From the entries that follow, reproduce exactly and only the lines from the line with "mind finding the sunset" to the line with "mind finding the building facade", endpoints included.

(Collected data)
· · · · ·
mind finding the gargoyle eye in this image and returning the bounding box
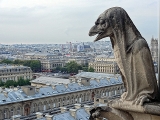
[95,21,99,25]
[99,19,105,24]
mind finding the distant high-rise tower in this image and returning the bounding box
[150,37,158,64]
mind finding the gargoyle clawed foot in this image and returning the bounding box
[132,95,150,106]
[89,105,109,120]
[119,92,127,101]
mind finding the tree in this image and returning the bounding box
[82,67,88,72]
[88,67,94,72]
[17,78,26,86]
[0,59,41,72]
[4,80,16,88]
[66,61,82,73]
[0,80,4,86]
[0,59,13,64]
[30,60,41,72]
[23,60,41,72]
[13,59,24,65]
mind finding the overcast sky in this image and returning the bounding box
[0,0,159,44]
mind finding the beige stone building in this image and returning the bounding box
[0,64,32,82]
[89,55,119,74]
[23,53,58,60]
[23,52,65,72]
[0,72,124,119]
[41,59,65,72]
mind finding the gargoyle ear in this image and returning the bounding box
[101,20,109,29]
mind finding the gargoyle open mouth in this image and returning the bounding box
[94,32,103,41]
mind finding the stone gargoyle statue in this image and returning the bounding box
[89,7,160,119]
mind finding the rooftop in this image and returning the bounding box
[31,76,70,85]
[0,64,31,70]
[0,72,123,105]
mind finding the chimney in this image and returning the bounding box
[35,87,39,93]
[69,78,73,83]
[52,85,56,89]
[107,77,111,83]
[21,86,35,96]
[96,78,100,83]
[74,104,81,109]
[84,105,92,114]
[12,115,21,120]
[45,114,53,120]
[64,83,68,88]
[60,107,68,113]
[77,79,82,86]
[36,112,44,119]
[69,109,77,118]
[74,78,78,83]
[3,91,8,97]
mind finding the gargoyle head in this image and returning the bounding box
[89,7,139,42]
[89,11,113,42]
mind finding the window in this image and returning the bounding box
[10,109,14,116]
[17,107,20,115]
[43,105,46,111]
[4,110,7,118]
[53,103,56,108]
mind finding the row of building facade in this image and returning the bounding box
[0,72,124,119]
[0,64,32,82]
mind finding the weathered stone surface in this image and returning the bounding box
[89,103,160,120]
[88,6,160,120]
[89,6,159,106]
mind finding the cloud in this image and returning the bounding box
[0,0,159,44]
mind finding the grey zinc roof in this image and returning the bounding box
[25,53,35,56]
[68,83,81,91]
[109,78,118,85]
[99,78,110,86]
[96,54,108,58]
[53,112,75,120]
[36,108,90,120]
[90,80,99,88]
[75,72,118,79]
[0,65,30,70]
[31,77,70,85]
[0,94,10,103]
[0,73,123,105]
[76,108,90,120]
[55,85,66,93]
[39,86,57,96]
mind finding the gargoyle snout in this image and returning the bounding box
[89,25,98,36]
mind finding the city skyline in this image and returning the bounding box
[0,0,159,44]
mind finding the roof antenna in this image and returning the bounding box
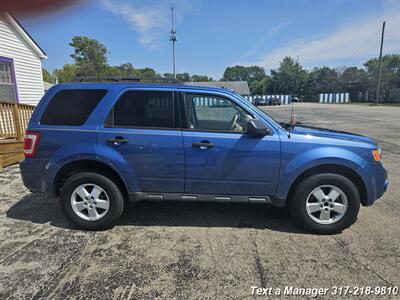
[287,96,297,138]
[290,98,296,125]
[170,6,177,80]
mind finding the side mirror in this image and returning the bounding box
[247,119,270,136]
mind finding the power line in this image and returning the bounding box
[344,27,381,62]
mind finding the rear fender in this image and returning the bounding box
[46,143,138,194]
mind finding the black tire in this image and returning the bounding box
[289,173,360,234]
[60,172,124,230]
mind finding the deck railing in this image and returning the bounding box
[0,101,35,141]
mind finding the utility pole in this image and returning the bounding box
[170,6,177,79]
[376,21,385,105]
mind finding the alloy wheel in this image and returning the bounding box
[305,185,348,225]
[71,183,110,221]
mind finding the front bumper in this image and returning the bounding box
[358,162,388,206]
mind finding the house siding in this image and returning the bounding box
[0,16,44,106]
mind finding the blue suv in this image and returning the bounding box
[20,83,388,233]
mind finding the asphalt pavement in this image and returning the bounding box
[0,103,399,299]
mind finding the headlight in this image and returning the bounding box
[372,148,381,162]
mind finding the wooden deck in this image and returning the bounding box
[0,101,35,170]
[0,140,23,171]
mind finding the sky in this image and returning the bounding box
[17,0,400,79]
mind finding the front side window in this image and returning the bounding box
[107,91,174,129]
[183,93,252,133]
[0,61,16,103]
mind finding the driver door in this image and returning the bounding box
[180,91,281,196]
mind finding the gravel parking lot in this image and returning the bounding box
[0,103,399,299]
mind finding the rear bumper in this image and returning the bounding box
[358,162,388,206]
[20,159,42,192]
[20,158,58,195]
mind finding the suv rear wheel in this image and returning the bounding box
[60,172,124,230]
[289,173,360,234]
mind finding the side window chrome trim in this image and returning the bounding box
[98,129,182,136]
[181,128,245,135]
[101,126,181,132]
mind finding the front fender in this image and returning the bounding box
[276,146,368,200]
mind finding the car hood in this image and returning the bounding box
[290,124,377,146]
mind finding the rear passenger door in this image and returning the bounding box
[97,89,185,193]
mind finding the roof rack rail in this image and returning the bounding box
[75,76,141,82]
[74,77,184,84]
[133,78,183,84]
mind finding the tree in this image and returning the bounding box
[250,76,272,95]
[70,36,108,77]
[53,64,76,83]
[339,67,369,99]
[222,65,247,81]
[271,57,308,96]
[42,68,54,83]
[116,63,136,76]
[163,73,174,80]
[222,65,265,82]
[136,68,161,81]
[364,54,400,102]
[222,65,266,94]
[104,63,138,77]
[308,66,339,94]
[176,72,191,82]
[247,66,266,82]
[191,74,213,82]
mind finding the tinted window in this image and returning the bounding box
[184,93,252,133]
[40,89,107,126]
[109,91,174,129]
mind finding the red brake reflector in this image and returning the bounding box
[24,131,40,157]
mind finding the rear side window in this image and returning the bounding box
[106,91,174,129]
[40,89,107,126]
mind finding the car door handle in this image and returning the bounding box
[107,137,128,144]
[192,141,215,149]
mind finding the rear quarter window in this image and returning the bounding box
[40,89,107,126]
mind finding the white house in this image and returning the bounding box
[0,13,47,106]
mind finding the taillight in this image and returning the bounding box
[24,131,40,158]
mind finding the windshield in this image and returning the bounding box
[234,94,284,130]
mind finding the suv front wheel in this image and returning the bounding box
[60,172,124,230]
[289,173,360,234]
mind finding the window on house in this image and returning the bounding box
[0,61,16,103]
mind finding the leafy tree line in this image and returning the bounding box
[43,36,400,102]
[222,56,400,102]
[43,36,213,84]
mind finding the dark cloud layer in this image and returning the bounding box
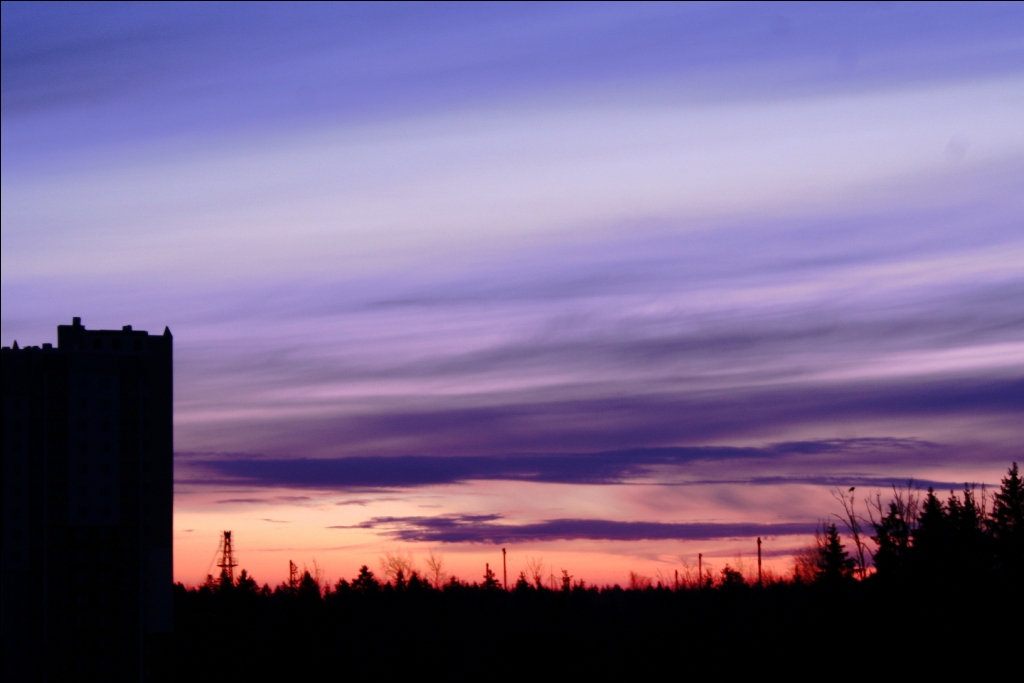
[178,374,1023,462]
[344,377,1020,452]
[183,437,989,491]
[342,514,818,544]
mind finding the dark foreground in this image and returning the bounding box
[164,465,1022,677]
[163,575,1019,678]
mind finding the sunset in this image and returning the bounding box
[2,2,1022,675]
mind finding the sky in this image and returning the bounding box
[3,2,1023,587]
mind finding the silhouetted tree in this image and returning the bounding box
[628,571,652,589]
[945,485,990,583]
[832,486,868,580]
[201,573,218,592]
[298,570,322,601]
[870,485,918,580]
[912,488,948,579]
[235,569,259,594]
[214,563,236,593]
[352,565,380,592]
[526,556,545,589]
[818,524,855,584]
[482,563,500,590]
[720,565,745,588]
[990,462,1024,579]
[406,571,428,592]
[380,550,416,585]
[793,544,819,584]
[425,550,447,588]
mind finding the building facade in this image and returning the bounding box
· · · · ·
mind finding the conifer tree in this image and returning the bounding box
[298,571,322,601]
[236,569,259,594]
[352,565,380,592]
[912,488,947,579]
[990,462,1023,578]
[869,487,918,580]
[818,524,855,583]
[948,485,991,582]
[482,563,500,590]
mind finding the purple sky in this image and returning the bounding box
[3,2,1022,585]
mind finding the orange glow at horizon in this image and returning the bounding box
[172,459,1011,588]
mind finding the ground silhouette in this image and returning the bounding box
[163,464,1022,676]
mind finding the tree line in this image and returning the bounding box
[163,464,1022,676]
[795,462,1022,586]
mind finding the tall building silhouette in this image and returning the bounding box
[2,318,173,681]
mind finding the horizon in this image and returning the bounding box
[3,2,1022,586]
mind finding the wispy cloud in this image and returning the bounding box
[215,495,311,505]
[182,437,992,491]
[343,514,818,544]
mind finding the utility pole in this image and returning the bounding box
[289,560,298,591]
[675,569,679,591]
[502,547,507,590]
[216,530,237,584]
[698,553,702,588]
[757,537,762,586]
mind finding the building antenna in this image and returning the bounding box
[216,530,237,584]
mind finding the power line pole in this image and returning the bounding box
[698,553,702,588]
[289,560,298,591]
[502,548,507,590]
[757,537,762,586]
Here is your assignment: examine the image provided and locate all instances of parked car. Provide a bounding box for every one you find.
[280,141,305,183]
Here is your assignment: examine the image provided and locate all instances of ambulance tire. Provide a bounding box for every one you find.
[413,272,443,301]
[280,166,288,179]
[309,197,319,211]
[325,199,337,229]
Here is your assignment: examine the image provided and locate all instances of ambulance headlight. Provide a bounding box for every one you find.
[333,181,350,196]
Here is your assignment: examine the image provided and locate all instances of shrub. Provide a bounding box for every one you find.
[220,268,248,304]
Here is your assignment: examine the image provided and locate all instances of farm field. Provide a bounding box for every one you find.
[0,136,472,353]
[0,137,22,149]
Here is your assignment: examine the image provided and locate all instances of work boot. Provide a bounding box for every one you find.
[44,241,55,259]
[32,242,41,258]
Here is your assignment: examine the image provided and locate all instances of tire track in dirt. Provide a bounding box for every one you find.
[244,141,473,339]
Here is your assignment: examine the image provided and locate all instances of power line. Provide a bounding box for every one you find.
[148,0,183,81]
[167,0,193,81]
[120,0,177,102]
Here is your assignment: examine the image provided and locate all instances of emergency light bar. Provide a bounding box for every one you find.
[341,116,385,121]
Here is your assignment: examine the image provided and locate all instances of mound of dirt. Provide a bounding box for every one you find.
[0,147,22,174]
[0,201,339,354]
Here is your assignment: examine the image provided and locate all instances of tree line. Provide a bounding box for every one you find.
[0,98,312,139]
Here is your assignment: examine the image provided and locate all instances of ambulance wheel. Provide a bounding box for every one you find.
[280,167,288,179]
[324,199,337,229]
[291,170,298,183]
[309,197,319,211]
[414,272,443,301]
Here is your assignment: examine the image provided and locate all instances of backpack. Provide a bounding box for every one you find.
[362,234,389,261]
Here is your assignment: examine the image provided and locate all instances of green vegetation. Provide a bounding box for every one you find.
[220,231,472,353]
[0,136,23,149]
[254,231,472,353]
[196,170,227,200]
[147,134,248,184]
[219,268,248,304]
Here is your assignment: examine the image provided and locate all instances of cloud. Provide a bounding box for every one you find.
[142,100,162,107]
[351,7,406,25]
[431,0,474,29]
· · · · ·
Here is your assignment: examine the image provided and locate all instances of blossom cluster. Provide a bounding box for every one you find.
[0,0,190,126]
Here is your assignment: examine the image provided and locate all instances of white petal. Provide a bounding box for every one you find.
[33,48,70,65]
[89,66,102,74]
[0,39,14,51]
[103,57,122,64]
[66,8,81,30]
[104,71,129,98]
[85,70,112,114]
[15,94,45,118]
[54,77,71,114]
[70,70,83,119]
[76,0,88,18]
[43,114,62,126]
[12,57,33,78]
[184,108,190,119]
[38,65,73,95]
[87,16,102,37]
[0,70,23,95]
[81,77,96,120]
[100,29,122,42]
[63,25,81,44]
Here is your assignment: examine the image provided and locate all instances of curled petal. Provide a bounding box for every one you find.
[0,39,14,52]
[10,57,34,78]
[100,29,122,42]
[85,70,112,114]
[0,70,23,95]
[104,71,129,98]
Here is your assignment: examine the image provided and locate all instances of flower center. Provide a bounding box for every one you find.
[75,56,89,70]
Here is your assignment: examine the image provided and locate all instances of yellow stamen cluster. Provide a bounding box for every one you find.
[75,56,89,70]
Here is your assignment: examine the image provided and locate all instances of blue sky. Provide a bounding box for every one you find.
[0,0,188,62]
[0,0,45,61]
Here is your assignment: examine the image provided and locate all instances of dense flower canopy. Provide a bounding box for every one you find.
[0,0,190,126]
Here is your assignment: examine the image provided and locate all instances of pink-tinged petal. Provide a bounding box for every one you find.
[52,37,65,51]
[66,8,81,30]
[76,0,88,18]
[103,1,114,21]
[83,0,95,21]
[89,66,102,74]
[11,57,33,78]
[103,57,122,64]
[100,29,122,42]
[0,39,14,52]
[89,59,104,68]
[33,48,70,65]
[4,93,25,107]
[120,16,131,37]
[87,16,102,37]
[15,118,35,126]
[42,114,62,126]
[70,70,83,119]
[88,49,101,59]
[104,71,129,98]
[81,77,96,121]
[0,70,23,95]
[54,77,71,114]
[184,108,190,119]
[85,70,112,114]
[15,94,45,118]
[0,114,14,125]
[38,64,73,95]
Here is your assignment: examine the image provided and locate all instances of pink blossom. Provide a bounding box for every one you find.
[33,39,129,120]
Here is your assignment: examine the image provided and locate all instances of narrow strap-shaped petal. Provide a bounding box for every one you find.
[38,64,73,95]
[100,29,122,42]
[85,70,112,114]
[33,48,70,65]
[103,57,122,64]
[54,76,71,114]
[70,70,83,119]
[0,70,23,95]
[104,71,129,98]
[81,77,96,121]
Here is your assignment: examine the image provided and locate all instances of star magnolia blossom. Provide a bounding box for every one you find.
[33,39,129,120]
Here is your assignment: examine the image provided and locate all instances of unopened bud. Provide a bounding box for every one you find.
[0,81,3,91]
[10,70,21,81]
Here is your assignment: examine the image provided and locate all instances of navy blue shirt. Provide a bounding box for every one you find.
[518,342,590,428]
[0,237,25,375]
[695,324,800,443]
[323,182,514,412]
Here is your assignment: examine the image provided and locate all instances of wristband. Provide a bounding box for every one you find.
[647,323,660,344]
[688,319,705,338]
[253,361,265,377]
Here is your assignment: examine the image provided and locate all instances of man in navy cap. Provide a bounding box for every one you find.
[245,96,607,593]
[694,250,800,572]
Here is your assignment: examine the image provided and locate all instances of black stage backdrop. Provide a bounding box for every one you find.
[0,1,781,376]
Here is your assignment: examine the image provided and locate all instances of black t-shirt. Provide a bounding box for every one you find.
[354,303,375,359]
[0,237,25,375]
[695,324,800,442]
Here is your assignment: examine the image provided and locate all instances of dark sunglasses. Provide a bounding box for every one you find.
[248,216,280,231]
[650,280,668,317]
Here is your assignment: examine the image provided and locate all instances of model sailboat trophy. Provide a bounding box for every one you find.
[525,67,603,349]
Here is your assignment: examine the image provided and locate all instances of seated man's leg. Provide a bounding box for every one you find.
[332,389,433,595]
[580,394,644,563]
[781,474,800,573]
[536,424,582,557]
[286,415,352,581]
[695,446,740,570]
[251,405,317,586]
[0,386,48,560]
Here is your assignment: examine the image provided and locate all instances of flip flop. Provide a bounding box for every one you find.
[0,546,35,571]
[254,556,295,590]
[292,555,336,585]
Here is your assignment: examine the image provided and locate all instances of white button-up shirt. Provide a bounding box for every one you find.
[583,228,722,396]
· · · · ·
* _Task answer_:
mind finding the sunset in this image and returning the bounding box
[2,2,1022,675]
mind finding the sky in this image and returning the bounding box
[3,2,1023,587]
mind finding the silhouetted tree in this image and returning the bounding box
[628,571,652,589]
[945,485,990,583]
[832,486,868,580]
[201,573,218,592]
[298,570,322,601]
[870,485,918,580]
[912,488,948,579]
[235,569,259,594]
[214,563,236,593]
[352,565,380,592]
[526,556,545,589]
[818,524,855,584]
[482,563,500,590]
[720,565,745,588]
[990,462,1024,579]
[406,571,428,592]
[380,550,416,585]
[793,544,819,584]
[425,550,447,588]
mind finding the building facade in this image and returning the bounding box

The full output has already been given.